PROMPT: Transcribe the tail of the listing: start at the line containing "Could you indicate the white sleeve" and stop after the last line, keeping every character as is and adding nothing.

>> Start DATA SECTION

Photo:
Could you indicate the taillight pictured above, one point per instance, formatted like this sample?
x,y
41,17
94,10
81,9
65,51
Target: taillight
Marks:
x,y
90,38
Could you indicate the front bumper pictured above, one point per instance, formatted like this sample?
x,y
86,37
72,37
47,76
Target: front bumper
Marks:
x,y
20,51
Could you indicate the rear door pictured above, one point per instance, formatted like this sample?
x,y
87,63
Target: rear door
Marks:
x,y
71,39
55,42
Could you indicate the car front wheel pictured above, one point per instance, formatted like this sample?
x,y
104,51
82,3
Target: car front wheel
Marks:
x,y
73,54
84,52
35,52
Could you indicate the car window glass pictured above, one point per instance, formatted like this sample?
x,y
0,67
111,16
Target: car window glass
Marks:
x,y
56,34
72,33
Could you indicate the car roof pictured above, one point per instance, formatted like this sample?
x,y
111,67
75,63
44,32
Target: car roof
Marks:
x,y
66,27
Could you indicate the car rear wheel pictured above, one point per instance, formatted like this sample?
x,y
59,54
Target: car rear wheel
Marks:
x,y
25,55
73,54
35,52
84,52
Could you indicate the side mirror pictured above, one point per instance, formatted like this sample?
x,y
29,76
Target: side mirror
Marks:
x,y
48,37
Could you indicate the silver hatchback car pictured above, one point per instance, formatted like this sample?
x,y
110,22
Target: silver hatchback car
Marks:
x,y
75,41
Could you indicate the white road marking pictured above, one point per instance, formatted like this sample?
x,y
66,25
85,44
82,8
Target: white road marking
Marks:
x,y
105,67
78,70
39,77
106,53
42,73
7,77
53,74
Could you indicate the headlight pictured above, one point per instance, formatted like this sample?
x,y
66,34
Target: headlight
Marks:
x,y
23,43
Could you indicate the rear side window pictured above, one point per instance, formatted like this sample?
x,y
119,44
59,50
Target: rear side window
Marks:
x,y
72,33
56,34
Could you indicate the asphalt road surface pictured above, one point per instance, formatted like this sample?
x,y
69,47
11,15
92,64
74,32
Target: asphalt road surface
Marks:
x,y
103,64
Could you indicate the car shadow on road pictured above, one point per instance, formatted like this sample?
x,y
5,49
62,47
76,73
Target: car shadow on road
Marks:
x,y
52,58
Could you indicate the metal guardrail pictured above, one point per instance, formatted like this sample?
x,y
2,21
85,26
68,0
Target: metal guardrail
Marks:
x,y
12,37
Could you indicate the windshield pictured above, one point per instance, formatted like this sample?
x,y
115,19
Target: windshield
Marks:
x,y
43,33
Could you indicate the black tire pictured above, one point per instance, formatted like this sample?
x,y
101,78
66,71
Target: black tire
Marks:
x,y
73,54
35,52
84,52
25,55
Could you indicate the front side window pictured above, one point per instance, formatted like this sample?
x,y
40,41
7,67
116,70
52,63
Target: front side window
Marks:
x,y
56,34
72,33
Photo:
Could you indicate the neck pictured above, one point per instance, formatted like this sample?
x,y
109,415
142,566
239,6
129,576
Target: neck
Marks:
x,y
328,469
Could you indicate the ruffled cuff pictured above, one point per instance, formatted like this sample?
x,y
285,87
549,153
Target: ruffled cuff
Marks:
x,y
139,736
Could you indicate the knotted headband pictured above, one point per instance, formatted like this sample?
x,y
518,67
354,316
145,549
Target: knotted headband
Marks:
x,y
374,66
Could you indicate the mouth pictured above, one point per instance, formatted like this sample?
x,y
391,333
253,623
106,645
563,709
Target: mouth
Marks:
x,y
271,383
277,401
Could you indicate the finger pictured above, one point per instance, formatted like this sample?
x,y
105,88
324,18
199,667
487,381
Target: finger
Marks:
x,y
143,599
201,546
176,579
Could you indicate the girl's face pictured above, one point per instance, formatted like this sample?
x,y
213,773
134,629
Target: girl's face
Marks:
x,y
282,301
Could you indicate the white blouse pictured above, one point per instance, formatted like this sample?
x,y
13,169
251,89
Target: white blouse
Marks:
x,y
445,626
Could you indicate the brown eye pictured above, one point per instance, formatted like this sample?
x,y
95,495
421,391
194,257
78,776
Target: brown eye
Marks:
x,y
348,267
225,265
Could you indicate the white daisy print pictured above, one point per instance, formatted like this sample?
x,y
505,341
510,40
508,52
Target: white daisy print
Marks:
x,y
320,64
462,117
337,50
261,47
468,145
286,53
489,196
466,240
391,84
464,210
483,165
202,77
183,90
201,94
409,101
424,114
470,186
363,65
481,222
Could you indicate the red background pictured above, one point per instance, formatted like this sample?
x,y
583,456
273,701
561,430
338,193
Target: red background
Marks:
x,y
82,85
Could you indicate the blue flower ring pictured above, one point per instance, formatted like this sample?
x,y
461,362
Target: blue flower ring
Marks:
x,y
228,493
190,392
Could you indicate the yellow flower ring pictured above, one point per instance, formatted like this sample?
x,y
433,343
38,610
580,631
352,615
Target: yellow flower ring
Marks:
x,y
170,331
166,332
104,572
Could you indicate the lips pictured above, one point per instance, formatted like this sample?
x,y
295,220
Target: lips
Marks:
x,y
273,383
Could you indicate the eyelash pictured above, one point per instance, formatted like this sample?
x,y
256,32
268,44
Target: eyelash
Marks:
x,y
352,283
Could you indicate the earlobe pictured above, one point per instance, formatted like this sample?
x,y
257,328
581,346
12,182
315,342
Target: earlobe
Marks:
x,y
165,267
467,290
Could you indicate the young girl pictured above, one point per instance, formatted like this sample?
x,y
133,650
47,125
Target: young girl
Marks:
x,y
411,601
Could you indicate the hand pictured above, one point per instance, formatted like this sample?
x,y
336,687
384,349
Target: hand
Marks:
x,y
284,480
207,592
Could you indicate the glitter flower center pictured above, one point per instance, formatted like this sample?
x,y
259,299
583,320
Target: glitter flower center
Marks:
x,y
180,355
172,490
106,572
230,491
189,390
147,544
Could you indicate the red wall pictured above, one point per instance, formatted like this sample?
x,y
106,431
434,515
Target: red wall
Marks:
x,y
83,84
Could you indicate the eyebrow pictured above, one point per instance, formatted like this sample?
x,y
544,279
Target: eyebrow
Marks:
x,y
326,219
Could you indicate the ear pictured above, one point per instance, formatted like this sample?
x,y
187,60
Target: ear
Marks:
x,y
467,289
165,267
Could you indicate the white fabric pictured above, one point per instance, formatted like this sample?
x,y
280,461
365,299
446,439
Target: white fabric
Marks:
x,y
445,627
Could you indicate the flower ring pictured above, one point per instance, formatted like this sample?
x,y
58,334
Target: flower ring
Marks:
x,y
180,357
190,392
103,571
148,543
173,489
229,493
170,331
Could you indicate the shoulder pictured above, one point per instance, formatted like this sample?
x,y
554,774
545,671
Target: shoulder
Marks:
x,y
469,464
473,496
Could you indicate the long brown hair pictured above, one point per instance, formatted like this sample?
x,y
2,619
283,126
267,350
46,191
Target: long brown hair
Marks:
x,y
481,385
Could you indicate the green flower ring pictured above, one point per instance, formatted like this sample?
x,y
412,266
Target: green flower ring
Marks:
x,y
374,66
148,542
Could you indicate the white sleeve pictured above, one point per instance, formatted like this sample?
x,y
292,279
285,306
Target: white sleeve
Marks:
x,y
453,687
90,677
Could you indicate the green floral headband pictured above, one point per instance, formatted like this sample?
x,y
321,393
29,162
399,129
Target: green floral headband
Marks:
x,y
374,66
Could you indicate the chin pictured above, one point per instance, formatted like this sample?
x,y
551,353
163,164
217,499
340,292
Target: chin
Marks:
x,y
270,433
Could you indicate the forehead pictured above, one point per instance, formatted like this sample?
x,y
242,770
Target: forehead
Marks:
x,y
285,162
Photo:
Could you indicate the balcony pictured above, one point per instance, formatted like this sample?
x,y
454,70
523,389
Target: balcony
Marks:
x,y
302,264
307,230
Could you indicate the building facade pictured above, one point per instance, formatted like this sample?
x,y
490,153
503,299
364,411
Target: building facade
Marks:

>> End DATA SECTION

TASK OUTPUT:
Could you indicate the white sleeve pictured above, one point per instance, formatted like this sample?
x,y
292,279
285,306
Target: white sleeve
Marks:
x,y
453,687
90,677
Could you indicate the green floral headband pictured above, one point per instance, formatted like this sample?
x,y
321,393
29,162
399,129
Target: green floral headband
Marks:
x,y
374,66
Could you indicate the chin pictured above, one point per instance, formatted like this sample?
x,y
551,353
163,164
217,499
340,292
Target: chin
Marks:
x,y
270,433
Could you indicate the forehead pictured above, one point per instance, formatted like this sample?
x,y
242,770
Target: forehead
Marks:
x,y
285,162
Photo:
Could you indicate the balcony pictured above, one point per instance, formatted like this sample?
x,y
454,70
523,389
Target: balcony
Marks:
x,y
302,264
307,230
Could you indicate the building facade pictured above, one point per instance, formatted like this sample?
x,y
490,153
503,299
364,411
Target: building facade
Marks:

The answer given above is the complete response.